* START Records for processing *

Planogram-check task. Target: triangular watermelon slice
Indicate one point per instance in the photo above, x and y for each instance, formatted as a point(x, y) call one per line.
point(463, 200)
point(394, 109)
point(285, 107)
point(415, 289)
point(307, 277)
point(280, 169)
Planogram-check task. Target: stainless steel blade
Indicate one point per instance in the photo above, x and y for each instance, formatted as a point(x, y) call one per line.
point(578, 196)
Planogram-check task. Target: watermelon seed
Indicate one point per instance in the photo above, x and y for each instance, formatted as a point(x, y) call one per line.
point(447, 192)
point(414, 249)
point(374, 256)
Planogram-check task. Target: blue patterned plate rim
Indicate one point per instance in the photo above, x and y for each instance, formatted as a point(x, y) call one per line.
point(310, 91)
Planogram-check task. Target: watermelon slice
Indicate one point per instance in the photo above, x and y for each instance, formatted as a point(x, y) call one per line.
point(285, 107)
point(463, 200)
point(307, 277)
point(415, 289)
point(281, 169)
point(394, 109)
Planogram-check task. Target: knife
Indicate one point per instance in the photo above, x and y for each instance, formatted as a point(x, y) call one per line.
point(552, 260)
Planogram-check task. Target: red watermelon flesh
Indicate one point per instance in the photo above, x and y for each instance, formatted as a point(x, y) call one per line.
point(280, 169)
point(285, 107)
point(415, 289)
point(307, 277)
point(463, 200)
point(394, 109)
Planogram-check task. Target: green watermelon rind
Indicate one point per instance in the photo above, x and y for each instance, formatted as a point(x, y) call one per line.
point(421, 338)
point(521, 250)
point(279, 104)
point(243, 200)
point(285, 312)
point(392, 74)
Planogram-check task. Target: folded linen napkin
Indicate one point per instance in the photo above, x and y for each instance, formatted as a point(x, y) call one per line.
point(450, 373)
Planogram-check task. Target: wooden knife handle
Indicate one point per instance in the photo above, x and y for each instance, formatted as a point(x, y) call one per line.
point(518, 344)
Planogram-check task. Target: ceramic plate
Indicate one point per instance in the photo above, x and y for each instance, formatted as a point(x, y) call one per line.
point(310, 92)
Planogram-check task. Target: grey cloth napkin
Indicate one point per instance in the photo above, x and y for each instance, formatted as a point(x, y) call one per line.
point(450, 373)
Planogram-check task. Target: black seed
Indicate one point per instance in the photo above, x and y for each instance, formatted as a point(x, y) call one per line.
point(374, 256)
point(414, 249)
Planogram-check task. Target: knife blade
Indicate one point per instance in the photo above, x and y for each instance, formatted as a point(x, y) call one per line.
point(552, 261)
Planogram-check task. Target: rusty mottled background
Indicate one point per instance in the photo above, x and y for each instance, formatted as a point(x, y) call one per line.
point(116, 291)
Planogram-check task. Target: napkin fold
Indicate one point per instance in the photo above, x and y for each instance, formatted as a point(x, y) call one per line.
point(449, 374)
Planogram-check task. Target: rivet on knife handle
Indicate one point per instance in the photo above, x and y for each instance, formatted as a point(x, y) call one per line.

* END Records for processing *

> **Goal**: Reproduce all of the rows above verbatim, from the first line to the last.

> **Complete answer**:
Planogram-check task. Target: triangular watermelon slice
Indicate one point per instance in the photo above, x and y for each instance, formatted as a point(x, y) call one per line.
point(463, 200)
point(394, 109)
point(285, 107)
point(415, 289)
point(307, 277)
point(280, 169)
Planogram-check task. Target: stainless steel blade
Indicate one point per instance in the photo above, x and y for each instance, formatted as a point(x, y) call one per line.
point(578, 196)
Planogram-check task. Target: watermelon seed
Indicate one point per instance in the photo above, x and y for each instance, formatted as a point(x, y) call one per line.
point(447, 192)
point(414, 249)
point(374, 256)
Planogram-check task. Target: blue patterned plate rim
Indicate one point per instance in the photo above, x and y for each instance, formatted as a point(x, y) call one per line.
point(310, 91)
Planogram-check task. Target: watermelon slice
Indicate one point per instance in the photo above, x and y for each instance, formatted as a point(x, y) call one per line.
point(285, 107)
point(463, 200)
point(307, 277)
point(415, 289)
point(281, 169)
point(394, 109)
Planogram-check task. Target: knife
Indicate one point per instance in the photo above, x and y for each instance, formatted as a point(x, y) call one per line.
point(552, 260)
Planogram-check task. Target: red watermelon flesh
Indicate one point per instance in the photo above, x and y for each instance, formatted as a point(x, y) call one per line.
point(280, 169)
point(285, 107)
point(415, 289)
point(307, 277)
point(463, 200)
point(394, 109)
Planogram-check task. Target: green watermelon rind
Indicate one point per instance in the photo above, x and y for each instance, formatted as a point(x, y) call one per line.
point(421, 338)
point(521, 250)
point(279, 104)
point(243, 200)
point(285, 312)
point(392, 74)
Planogram-check task. Target: folded linen napkin
Indicate one point per instance in the photo above, x and y for each instance, formatted as a point(x, y) call one per line.
point(450, 373)
Planogram-check task. Target: wooden knife handle
Indicate one point per instance in the photo above, x and y for each instance, formatted as a point(x, y) call one per line.
point(518, 344)
Planogram-check task. Target: ceramic plate
Indicate one point per instance in the photo above, x and y for each instance, formatted as a point(x, y) call one per line.
point(310, 92)
Planogram-check task. Target: grey cloth napkin
Indicate one point per instance in the photo above, x and y for each instance, formatted as a point(x, y) call one per line.
point(450, 373)
Planogram-check task. Target: black seed
Indicate one point per instance in the photo above, x and y for each instance, formatted as a point(x, y) call one per line.
point(374, 256)
point(414, 249)
Planogram-check task. Target: knife blade
Indicate one point per instance in the photo above, x and y for each instance, formatted as a point(x, y) call one per line.
point(552, 261)
Planogram-check task. Target: rusty mottled background
Indicate one point per instance in the photo above, x and y for each instance, formatted as a point(x, y) call one per line.
point(116, 291)
Planogram-check task. Target: napkin fold
Indicate one point per instance in the photo above, x and y for each instance, formatted as a point(x, y) call one per line.
point(449, 374)
Planogram-check task. Target: rivet on knife handle
Indicate one point per instance in the photo above, x and y for each instance, formatted as a point(x, y) call one per line.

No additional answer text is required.